## Stated goal
Reproduce the records that follow in full, excluding any picture they contain.

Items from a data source

┄┄┄┄┄┄┄┄┄┄┄┄┄┄┄┄┄┄┄┄

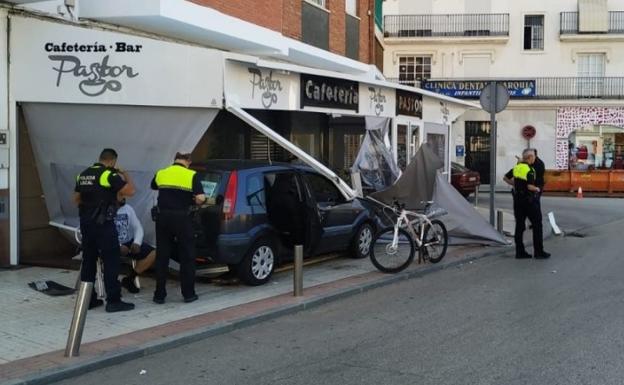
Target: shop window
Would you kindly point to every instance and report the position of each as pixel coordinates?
(596, 148)
(414, 68)
(352, 145)
(437, 142)
(591, 72)
(320, 3)
(351, 7)
(534, 32)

┄┄┄┄┄┄┄┄┄┄┄┄┄┄┄┄┄┄┄┄

## Task answer
Target: shop window
Would you kindly point to every instance and report the position of each as pixel coordinates?
(596, 148)
(414, 68)
(352, 145)
(437, 142)
(591, 72)
(320, 3)
(351, 7)
(534, 32)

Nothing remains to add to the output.